Dataset entries:
*** Block opens ***
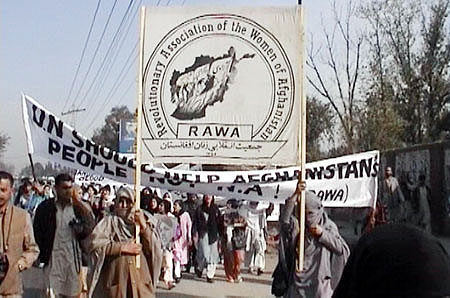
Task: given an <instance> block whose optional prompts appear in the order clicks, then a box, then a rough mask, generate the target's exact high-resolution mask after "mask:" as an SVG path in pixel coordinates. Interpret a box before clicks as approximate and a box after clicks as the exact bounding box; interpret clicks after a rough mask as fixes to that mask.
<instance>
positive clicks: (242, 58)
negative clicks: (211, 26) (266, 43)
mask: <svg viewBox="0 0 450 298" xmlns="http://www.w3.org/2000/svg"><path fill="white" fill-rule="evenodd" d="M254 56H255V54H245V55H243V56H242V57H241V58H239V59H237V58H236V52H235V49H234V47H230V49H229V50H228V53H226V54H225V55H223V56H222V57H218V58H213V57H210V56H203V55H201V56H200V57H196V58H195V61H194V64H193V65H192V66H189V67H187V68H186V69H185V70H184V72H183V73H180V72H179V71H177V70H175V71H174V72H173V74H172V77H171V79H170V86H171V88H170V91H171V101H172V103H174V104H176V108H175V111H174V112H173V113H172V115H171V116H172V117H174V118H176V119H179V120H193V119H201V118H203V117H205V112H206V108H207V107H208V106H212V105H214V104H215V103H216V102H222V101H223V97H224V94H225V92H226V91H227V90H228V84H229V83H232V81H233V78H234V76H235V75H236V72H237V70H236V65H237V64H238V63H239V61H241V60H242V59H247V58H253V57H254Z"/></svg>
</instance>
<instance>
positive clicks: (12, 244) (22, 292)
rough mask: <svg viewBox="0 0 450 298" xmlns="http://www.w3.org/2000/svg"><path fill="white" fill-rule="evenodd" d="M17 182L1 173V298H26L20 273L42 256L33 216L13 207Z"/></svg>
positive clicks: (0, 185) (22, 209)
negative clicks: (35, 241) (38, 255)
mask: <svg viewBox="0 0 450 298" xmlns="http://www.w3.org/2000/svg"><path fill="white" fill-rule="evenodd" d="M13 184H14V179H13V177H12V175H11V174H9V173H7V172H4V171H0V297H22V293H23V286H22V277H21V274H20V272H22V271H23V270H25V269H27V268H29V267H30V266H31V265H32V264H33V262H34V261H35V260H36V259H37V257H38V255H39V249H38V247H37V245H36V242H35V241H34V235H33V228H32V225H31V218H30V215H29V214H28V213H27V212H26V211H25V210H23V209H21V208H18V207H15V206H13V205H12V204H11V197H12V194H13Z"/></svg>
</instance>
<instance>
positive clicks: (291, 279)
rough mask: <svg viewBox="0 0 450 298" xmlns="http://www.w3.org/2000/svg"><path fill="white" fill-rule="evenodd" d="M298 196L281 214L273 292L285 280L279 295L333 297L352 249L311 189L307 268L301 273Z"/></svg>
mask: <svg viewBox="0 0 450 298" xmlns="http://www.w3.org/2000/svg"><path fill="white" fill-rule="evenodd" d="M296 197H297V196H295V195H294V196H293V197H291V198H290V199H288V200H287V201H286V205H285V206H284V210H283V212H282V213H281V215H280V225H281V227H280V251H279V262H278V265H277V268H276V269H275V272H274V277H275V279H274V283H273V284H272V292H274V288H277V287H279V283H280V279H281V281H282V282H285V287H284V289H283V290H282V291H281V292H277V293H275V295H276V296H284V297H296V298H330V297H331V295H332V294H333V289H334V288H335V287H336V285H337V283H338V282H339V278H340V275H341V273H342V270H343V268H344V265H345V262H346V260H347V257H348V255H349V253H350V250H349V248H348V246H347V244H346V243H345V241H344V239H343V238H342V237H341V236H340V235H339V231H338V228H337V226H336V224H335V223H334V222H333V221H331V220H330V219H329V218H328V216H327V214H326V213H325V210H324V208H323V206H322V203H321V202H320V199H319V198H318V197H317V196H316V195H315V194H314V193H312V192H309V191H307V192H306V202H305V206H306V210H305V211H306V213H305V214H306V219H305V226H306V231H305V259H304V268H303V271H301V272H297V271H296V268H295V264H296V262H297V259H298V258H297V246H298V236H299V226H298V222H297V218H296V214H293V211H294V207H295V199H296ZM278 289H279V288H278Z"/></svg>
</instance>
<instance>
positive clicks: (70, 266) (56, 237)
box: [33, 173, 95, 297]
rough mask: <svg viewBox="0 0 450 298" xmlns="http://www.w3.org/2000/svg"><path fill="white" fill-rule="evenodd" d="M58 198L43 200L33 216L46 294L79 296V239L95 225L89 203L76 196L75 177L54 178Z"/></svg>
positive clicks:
*** Block closes ***
Task to carry out =>
Each entry shown above must be quoted exactly, with its pictures left out.

Expected answer =>
Task: given an <instance> block whose optional prompts appear in the order clicks, then a box, then a rough mask, generate the target's exact high-resolution mask after "mask:" as an SVG path in pixel coordinates. Interpret a box before clicks as approximate and a box after clicks as the exact bounding box; interpret clicks after a rough mask as fixes to that mask.
<instance>
positive clicks: (242, 58)
negative clicks: (211, 26) (266, 43)
mask: <svg viewBox="0 0 450 298" xmlns="http://www.w3.org/2000/svg"><path fill="white" fill-rule="evenodd" d="M254 56H255V54H245V55H243V56H242V57H241V58H239V59H237V58H236V52H235V49H234V47H230V49H229V50H228V53H226V54H225V55H223V56H222V57H218V58H213V57H210V56H203V55H201V56H200V57H196V58H195V61H194V64H193V65H192V66H189V67H187V68H186V69H185V70H184V72H183V73H180V72H179V71H177V70H175V71H174V72H173V74H172V77H171V79H170V86H171V88H170V91H171V101H172V103H174V104H176V108H175V111H174V112H173V113H172V115H171V116H172V117H174V118H176V119H179V120H193V119H201V118H203V117H205V112H206V108H207V107H208V106H212V105H214V104H215V103H216V102H222V101H223V97H224V94H225V92H226V91H227V90H228V84H229V83H232V81H233V78H234V76H235V75H236V72H237V70H236V65H237V64H238V63H239V61H241V60H242V59H247V58H253V57H254Z"/></svg>
</instance>
<instance>
positive clicks: (12, 244) (22, 292)
rough mask: <svg viewBox="0 0 450 298" xmlns="http://www.w3.org/2000/svg"><path fill="white" fill-rule="evenodd" d="M17 182L1 173V298H26L20 273L42 256L33 216L13 207Z"/></svg>
positive clicks: (0, 185) (22, 209)
negative clicks: (35, 241) (38, 255)
mask: <svg viewBox="0 0 450 298" xmlns="http://www.w3.org/2000/svg"><path fill="white" fill-rule="evenodd" d="M13 184H14V179H13V177H12V175H11V174H9V173H7V172H4V171H0V297H22V293H23V286H22V277H21V274H20V272H22V271H23V270H25V269H27V268H29V267H30V266H31V265H32V264H33V262H34V261H35V260H36V259H37V257H38V255H39V249H38V247H37V245H36V242H35V241H34V235H33V228H32V225H31V218H30V215H29V214H28V213H27V212H26V211H25V210H23V209H21V208H18V207H15V206H13V205H12V204H11V197H12V194H13Z"/></svg>
</instance>
<instance>
positive clicks: (291, 279)
rough mask: <svg viewBox="0 0 450 298" xmlns="http://www.w3.org/2000/svg"><path fill="white" fill-rule="evenodd" d="M298 196L281 214L273 292L285 280L279 295L333 297L352 249L311 189L307 268L301 273Z"/></svg>
mask: <svg viewBox="0 0 450 298" xmlns="http://www.w3.org/2000/svg"><path fill="white" fill-rule="evenodd" d="M296 197H297V196H295V195H294V196H293V197H291V198H290V199H288V200H287V201H286V205H285V206H284V210H283V212H282V213H281V215H280V225H281V227H280V251H279V262H278V265H277V268H276V269H275V272H274V277H275V279H274V283H273V284H272V292H274V288H277V287H279V283H280V279H281V281H282V282H285V287H284V289H283V290H282V291H281V292H277V293H275V295H276V296H284V297H296V298H330V297H331V295H332V294H333V289H334V288H335V287H336V285H337V283H338V282H339V278H340V275H341V273H342V270H343V268H344V265H345V262H346V260H347V257H348V255H349V253H350V250H349V248H348V246H347V244H346V243H345V241H344V239H343V238H342V237H341V236H340V235H339V231H338V228H337V226H336V224H335V223H334V222H333V221H331V220H330V219H329V218H328V216H327V214H326V213H325V210H324V208H323V206H322V203H321V202H320V199H319V198H318V197H317V196H316V195H315V194H314V193H312V192H309V191H307V192H306V202H305V206H306V210H305V211H306V213H305V214H306V219H305V226H306V231H305V259H304V268H303V271H301V272H297V271H296V268H295V264H296V262H297V259H298V258H297V246H298V236H299V226H298V222H297V218H296V214H293V211H294V207H295V199H296ZM278 289H279V288H278Z"/></svg>
</instance>
<instance>
positive clicks: (70, 266) (56, 237)
box: [33, 173, 95, 297]
rough mask: <svg viewBox="0 0 450 298" xmlns="http://www.w3.org/2000/svg"><path fill="white" fill-rule="evenodd" d="M58 198L43 200L33 216L46 294L79 296V239L95 225L89 203L76 196L75 177L54 178Z"/></svg>
positive clicks:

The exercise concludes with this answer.